━━━━━ Provided data ━━━━━

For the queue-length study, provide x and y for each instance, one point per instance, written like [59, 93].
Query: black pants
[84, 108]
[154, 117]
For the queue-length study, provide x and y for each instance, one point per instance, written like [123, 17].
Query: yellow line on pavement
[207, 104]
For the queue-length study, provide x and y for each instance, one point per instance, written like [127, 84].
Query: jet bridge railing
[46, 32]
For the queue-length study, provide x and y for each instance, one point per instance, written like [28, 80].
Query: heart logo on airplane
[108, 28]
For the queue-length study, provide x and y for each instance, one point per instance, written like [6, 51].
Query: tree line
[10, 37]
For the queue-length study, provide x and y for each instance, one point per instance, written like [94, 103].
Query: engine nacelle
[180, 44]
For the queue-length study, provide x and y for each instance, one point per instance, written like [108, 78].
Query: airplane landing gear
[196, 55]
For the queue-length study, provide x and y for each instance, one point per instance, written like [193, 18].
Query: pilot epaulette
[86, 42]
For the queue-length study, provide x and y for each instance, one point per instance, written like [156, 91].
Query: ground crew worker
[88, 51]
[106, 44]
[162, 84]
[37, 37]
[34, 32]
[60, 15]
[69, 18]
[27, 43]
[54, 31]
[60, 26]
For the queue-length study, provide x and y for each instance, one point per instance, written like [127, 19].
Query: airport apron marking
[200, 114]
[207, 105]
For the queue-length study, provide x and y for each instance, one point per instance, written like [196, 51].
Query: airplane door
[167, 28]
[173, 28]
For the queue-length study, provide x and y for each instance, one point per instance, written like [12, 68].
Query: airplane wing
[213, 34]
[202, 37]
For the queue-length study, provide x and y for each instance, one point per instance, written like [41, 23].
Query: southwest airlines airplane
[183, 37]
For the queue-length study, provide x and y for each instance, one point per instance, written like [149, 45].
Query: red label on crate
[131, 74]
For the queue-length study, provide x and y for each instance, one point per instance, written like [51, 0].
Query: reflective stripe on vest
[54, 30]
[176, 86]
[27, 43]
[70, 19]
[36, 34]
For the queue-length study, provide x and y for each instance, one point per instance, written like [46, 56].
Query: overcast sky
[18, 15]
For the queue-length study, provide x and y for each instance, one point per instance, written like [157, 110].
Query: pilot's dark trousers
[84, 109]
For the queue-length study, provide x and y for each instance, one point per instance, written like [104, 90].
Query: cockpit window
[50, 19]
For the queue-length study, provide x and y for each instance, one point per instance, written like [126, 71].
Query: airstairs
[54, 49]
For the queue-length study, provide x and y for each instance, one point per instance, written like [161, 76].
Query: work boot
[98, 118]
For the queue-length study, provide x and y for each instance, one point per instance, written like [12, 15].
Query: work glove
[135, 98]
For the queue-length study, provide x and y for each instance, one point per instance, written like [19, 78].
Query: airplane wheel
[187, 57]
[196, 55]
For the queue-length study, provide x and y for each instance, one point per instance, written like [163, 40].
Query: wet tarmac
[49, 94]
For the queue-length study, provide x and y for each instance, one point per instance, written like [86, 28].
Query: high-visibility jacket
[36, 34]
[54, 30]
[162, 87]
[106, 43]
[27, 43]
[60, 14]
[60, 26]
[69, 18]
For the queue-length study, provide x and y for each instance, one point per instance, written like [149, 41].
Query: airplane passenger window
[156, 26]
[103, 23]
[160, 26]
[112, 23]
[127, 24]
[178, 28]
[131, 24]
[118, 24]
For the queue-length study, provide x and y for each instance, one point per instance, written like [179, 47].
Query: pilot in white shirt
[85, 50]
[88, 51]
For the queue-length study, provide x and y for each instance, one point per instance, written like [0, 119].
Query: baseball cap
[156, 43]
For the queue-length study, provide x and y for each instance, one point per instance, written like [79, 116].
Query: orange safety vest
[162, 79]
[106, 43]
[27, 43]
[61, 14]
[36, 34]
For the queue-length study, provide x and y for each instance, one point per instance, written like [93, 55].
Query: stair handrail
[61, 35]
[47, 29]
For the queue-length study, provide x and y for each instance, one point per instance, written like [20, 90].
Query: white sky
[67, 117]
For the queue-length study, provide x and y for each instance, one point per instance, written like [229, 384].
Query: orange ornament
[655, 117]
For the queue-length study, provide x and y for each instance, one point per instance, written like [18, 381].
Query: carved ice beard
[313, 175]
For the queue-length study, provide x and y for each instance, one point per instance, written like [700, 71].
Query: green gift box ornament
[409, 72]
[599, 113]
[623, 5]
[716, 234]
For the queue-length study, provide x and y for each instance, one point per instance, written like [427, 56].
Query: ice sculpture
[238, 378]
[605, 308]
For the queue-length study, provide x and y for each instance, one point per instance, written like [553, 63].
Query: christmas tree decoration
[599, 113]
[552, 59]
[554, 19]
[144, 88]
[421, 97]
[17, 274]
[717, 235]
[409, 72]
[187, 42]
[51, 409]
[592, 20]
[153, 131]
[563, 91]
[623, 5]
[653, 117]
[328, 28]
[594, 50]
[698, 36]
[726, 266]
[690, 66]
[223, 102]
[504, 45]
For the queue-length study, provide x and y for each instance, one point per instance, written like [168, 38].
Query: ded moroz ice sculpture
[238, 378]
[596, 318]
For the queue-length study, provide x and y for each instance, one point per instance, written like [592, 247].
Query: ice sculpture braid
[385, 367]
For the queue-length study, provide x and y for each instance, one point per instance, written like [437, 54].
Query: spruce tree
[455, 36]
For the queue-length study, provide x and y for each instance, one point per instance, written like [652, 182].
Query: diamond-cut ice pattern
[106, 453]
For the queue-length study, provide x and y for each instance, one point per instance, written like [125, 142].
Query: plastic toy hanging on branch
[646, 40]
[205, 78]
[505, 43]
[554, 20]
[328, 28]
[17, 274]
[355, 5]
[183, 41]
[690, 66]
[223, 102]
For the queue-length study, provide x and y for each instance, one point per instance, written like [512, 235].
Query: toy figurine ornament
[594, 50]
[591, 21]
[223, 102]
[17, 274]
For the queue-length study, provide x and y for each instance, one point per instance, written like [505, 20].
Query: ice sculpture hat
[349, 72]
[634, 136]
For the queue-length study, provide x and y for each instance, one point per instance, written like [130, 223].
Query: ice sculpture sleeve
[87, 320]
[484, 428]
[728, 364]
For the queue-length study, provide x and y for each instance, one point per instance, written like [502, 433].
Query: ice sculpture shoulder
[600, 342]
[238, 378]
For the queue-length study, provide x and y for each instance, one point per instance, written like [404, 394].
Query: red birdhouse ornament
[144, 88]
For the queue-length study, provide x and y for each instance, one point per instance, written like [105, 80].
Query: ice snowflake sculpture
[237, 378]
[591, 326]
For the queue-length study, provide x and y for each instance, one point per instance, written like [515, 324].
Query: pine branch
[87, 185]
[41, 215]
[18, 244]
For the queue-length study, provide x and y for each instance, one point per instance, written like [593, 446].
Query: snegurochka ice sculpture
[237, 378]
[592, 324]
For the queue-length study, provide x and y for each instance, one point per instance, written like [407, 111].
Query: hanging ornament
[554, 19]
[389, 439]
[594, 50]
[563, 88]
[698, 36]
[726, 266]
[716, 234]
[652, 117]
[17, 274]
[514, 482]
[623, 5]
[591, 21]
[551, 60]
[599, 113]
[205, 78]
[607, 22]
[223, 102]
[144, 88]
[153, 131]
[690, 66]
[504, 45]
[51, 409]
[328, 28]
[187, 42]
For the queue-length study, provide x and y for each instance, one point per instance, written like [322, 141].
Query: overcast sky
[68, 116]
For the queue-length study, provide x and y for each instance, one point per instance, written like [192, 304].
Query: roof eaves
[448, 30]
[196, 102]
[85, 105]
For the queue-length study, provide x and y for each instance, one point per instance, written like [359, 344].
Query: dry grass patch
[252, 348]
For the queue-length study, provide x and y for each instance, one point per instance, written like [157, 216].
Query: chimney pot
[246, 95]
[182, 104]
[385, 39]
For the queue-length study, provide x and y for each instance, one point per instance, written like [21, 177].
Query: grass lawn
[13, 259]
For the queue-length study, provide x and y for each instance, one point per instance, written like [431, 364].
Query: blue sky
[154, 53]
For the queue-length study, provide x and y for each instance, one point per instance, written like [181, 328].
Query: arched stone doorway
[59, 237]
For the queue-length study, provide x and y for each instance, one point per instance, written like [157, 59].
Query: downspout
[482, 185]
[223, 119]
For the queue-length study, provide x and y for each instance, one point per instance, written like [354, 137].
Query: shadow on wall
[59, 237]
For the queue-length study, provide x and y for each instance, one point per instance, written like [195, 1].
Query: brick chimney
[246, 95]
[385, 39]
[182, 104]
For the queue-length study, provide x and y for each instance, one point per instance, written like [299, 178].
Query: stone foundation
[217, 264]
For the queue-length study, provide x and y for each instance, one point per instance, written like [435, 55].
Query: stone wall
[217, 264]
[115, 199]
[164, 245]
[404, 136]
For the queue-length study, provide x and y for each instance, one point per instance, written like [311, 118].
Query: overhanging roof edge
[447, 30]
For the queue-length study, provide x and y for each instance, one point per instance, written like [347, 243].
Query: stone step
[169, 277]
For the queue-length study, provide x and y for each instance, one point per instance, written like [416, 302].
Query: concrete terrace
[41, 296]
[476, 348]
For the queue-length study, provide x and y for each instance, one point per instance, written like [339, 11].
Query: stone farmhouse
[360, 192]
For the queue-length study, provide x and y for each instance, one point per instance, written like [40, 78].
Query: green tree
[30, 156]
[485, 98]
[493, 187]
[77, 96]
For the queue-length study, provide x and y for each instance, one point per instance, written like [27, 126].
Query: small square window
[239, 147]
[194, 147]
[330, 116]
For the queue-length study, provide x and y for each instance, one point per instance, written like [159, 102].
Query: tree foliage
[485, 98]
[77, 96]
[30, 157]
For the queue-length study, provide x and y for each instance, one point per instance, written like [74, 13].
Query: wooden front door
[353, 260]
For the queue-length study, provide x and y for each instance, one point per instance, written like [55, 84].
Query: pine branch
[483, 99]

━━━━━

§ **Task goal**:
The lines to copy run from the first line of the entries to the line containing "like [12, 68]."; copy them exactly and output nothing else.

§ **Response to this task**:
For the queue-length study, provide x and y for each instance, one point per instance, written like [59, 93].
Query: black pants
[84, 108]
[154, 117]
For the queue-length study, provide x and y for each instance, one point per instance, written like [123, 17].
Query: yellow line on pavement
[207, 104]
For the queue-length study, provide x and y for each instance, one point per instance, written like [127, 84].
Query: jet bridge railing
[46, 32]
For the queue-length study, provide x and y for each instance, one point per instance, written like [28, 80].
Query: heart logo on airplane
[108, 28]
For the queue-length study, provide x and y for each instance, one point per instance, written like [6, 51].
Query: tree line
[10, 37]
For the queue-length study, provide x and y for each instance, one point per instance, written like [94, 103].
Query: engine nacelle
[180, 44]
For the queue-length study, provide x and y for each instance, one point per instance, written like [108, 78].
Query: airplane landing gear
[196, 55]
For the queue-length study, provide x and y for each instance, one point per instance, written like [193, 18].
Query: pilot epaulette
[86, 42]
For the queue-length study, provide x and y for each instance, one point per instance, written like [156, 91].
Query: ground crew worker
[88, 51]
[106, 44]
[162, 84]
[37, 37]
[34, 32]
[60, 15]
[69, 18]
[27, 43]
[54, 31]
[60, 26]
For the queue-length study, provide x and y for each instance, one point per instance, written like [127, 19].
Query: airport apron marking
[200, 114]
[207, 105]
For the queue-length study, provide x and y for each instance, one point per instance, written like [196, 51].
Query: airplane door
[167, 28]
[173, 28]
For the queue-length study, provide x and y for each instance, one point per instance, written like [12, 68].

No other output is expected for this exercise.